## [Exercise brief]
Please rewrite the data from the line containing "Two rules. Place a point on every instance of the gazebo" through the end of the data, inclusive, switching "shrub" to "bush" and leaving everything else unchanged.

[Named object pointing entries]
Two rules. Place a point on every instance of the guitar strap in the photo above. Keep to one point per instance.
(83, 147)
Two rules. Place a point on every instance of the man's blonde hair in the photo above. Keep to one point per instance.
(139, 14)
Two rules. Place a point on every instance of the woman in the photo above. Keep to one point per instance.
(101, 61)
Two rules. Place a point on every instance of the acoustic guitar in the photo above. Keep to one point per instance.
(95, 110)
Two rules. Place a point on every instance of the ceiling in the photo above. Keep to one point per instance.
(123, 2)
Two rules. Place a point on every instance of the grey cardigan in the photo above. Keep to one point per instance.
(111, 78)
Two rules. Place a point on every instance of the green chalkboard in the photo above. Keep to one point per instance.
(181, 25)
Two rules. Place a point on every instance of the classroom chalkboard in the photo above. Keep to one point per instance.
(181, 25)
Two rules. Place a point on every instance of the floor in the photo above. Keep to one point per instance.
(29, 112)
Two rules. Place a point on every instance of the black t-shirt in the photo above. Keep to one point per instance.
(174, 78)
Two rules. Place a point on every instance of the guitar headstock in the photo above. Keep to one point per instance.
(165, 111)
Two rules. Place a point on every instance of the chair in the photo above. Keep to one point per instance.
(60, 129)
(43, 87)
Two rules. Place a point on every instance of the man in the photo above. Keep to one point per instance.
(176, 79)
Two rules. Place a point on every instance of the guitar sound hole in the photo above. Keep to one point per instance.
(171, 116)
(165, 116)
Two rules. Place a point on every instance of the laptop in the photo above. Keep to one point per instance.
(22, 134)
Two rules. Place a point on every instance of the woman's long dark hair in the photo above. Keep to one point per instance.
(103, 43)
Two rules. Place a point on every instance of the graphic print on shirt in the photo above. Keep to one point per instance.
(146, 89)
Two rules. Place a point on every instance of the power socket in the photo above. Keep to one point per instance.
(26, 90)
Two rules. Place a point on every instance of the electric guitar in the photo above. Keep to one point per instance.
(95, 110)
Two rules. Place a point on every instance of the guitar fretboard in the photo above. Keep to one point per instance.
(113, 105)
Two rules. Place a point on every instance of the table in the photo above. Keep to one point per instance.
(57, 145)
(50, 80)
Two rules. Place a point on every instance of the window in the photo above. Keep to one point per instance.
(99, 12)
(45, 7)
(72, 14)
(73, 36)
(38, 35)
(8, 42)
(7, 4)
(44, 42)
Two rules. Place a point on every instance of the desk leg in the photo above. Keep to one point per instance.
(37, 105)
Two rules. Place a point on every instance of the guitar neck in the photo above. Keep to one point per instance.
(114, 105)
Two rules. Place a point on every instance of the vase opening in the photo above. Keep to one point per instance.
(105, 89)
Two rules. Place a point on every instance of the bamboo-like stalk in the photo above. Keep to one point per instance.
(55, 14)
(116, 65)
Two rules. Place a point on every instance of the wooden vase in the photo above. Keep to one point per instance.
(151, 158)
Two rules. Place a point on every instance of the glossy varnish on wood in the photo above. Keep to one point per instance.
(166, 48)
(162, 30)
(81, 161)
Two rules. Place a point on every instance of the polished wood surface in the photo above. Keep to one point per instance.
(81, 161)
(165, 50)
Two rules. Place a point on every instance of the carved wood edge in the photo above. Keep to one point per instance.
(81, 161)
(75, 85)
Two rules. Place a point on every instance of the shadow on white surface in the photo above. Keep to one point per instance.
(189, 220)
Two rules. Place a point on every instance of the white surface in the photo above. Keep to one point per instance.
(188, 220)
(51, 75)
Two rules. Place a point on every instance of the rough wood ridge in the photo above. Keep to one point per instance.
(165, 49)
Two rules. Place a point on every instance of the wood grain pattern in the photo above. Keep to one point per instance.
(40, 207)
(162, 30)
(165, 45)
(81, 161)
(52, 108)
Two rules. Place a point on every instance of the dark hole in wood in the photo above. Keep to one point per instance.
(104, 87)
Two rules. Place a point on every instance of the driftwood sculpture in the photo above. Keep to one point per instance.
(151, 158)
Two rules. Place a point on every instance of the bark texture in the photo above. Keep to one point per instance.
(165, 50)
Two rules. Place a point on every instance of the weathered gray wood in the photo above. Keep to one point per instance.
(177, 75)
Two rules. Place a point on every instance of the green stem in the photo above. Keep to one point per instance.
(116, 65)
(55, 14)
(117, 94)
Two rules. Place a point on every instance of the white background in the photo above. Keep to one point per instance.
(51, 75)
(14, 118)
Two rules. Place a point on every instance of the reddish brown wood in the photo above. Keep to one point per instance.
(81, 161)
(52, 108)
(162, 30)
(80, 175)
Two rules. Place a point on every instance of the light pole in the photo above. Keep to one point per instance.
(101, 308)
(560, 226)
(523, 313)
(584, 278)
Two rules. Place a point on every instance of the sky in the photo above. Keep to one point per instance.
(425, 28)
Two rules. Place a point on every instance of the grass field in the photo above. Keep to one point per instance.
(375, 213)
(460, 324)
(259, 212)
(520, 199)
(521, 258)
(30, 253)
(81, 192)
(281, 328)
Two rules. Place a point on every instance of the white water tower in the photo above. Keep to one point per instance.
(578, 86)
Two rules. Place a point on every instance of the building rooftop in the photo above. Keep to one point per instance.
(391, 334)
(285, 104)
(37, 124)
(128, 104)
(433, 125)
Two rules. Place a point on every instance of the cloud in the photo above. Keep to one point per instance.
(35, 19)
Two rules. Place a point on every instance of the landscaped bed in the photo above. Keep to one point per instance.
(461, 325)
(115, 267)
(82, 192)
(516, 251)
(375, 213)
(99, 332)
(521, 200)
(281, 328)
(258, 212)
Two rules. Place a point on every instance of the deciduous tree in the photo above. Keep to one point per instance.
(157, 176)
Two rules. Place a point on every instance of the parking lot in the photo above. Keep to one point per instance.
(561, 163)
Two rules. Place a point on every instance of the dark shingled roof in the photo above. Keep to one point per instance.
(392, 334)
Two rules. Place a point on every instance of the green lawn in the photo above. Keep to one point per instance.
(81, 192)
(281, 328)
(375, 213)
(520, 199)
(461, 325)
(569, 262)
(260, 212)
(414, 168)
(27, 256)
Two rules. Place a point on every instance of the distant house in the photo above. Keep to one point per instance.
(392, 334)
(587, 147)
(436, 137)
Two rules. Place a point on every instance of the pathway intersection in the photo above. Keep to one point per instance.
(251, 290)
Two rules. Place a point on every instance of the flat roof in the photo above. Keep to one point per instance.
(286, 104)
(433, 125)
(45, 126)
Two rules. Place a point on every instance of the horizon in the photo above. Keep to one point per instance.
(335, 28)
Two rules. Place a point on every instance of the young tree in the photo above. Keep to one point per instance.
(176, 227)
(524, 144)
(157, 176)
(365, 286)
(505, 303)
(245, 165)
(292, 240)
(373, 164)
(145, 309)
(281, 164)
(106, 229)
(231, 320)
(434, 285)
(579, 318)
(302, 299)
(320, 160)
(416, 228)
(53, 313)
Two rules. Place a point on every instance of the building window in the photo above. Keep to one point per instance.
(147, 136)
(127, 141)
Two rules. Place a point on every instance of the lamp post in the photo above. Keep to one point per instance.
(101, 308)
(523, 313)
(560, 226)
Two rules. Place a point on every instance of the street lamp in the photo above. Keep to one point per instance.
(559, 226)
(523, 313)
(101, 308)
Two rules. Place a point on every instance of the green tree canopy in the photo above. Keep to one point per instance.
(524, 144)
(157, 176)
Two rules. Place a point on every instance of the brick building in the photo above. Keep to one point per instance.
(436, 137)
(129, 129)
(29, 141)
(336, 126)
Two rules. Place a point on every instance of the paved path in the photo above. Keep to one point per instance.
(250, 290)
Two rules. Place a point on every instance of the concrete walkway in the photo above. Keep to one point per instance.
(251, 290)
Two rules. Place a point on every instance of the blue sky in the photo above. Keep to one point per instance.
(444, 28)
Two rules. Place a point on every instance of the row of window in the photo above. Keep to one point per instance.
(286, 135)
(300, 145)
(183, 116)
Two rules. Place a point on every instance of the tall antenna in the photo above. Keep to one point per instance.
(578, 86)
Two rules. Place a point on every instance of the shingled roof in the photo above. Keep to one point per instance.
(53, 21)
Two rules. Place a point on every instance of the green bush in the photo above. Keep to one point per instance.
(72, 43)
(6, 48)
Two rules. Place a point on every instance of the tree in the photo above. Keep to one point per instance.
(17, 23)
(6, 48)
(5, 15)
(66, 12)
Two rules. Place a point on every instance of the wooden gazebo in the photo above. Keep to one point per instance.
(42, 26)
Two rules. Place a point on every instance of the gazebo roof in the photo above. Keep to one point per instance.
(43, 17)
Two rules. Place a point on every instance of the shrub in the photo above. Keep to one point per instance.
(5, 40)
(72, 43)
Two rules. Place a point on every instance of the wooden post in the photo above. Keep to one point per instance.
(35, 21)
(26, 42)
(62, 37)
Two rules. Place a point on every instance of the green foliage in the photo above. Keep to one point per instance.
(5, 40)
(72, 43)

## [Solution to the exercise]
Two rules. Place a point on every instance of the gazebo roof in the photo above. Keep to one point per instance.
(43, 17)
Two rules. Place a point on every instance of the bush in the photo above. Keep to one point per instance.
(5, 40)
(72, 43)
Two rules. Place a point on every instance of the wooden post in the photo above. Keep to one point per instance.
(35, 21)
(26, 42)
(62, 37)
Two rules. Place a point on every instance of the green foliage in the photo above. Keep to one point per instance.
(5, 40)
(72, 43)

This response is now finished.